══ Supplied data ══

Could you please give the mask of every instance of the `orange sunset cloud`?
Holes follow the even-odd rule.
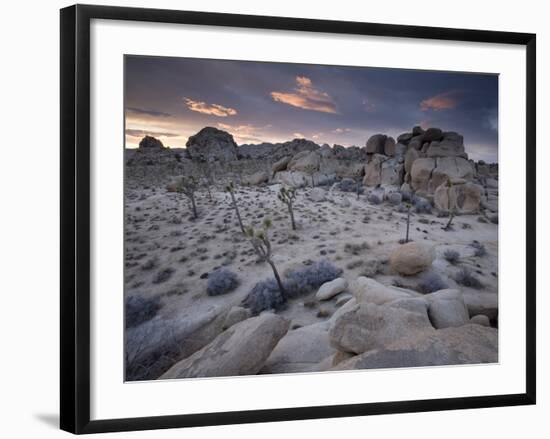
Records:
[[[237,110],[234,108],[224,107],[220,104],[207,104],[206,102],[194,101],[190,98],[183,98],[183,100],[187,108],[197,113],[210,114],[218,117],[235,116],[237,114]]]
[[[303,108],[304,110],[320,111],[322,113],[336,113],[336,105],[332,98],[323,91],[316,89],[311,79],[297,76],[297,87],[294,93],[272,91],[271,98],[275,102]]]
[[[424,99],[422,102],[420,102],[420,109],[422,111],[452,110],[458,104],[457,96],[458,92],[454,90],[440,93],[438,95],[432,96],[431,98]]]

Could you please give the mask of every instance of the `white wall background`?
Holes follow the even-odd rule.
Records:
[[[510,4],[491,0],[443,3],[311,2],[278,0],[88,1],[245,14],[296,16],[474,29],[535,32],[538,38],[538,405],[456,412],[388,415],[123,433],[105,437],[267,438],[341,435],[446,439],[508,438],[550,431],[548,336],[544,319],[549,281],[543,278],[550,255],[550,221],[545,203],[550,177],[543,163],[544,121],[550,117],[550,29],[544,2]],[[58,9],[69,2],[30,0],[3,5],[0,25],[0,433],[3,437],[60,437],[58,431],[59,287],[59,49]],[[27,139],[30,139],[27,141]],[[546,376],[545,376],[546,375]],[[353,389],[351,389],[353,391]]]

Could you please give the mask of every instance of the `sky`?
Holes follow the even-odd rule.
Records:
[[[145,135],[185,147],[205,126],[239,145],[364,146],[420,125],[457,131],[470,158],[498,162],[494,74],[128,55],[125,117],[127,148]]]

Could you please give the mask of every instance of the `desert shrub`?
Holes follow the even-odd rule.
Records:
[[[403,200],[403,195],[401,195],[400,192],[391,192],[390,194],[388,194],[388,201],[390,204],[393,204],[394,206],[399,206],[402,200]]]
[[[485,250],[485,246],[479,241],[472,241],[470,246],[472,246],[475,249],[474,256],[481,257],[487,254],[487,250]]]
[[[290,271],[286,274],[285,281],[288,298],[311,293],[341,274],[342,270],[329,261],[316,262],[302,270]]]
[[[160,270],[159,272],[157,272],[157,274],[153,278],[153,283],[161,284],[163,282],[166,282],[168,279],[172,277],[173,274],[174,274],[174,269],[171,267]]]
[[[129,296],[124,302],[126,328],[133,328],[151,320],[161,308],[158,298],[149,299],[142,296]]]
[[[382,203],[382,198],[378,194],[370,194],[367,197],[367,201],[371,204],[380,204]]]
[[[433,271],[423,274],[418,283],[418,290],[424,294],[430,294],[446,288],[449,288],[449,285],[441,279],[439,274]]]
[[[359,192],[360,194],[365,191],[365,187],[361,183],[353,180],[353,178],[344,178],[338,183],[338,189],[342,192]]]
[[[284,308],[287,299],[309,294],[341,274],[342,270],[328,261],[316,262],[304,269],[288,272],[283,280],[284,293],[275,279],[258,282],[243,300],[243,305],[250,308],[252,314],[270,309],[277,311]]]
[[[399,193],[401,194],[402,201],[406,201],[406,202],[411,201],[412,194],[409,191],[399,191]]]
[[[445,260],[451,264],[456,264],[460,260],[460,253],[456,250],[445,250],[445,253],[443,253],[443,257]]]
[[[237,275],[227,268],[219,268],[208,275],[206,293],[219,296],[233,291],[239,285]]]
[[[243,305],[256,315],[262,311],[284,308],[286,299],[275,279],[258,282],[243,300]]]
[[[413,204],[416,213],[432,213],[432,205],[425,198],[414,197]]]
[[[498,224],[498,215],[492,215],[489,217],[489,221],[493,224]]]
[[[346,243],[344,246],[344,251],[346,253],[351,253],[352,255],[359,255],[363,253],[365,250],[370,249],[370,244],[368,242],[363,242],[361,244],[353,244],[351,242]]]
[[[483,284],[481,283],[481,281],[477,277],[475,277],[467,268],[463,268],[456,274],[455,281],[460,285],[464,285],[465,287],[476,289],[483,288]]]
[[[317,186],[332,186],[334,183],[337,182],[337,178],[335,176],[325,177],[321,181],[317,183]]]
[[[125,379],[154,380],[182,358],[181,342],[169,321],[155,318],[126,331]]]

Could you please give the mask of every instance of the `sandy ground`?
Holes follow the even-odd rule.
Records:
[[[417,289],[420,276],[403,277],[389,270],[388,258],[405,236],[406,215],[387,203],[371,205],[366,195],[331,191],[329,201],[314,202],[309,188],[299,189],[295,202],[297,230],[290,226],[286,206],[277,199],[280,185],[239,187],[236,198],[245,225],[260,227],[265,217],[273,220],[270,237],[276,265],[281,273],[312,262],[329,260],[353,280],[370,275],[383,284]],[[328,194],[328,192],[327,192]],[[238,305],[260,280],[272,277],[270,267],[258,263],[248,240],[238,227],[229,195],[213,189],[197,193],[199,218],[191,218],[187,198],[162,188],[128,189],[126,208],[126,295],[159,297],[166,317],[201,313],[213,307]],[[442,227],[447,218],[434,214],[412,214],[410,239],[435,247],[432,270],[448,283],[462,267],[469,267],[482,281],[481,290],[458,286],[465,295],[496,297],[498,288],[498,226],[480,222],[478,215],[457,216],[453,231]],[[472,241],[482,243],[487,253],[475,256]],[[460,255],[452,265],[443,258],[446,249]],[[225,295],[206,293],[207,276],[226,266],[239,277],[239,287]],[[164,273],[168,270],[167,273]],[[337,308],[338,297],[319,303],[313,294],[291,301],[280,314],[291,326],[327,320]]]

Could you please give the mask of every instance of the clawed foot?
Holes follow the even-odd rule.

═══

■ Directions: Using the listing above, work out how many lines contain the string "instance" and return only that number.

■ Response to this exercise: 6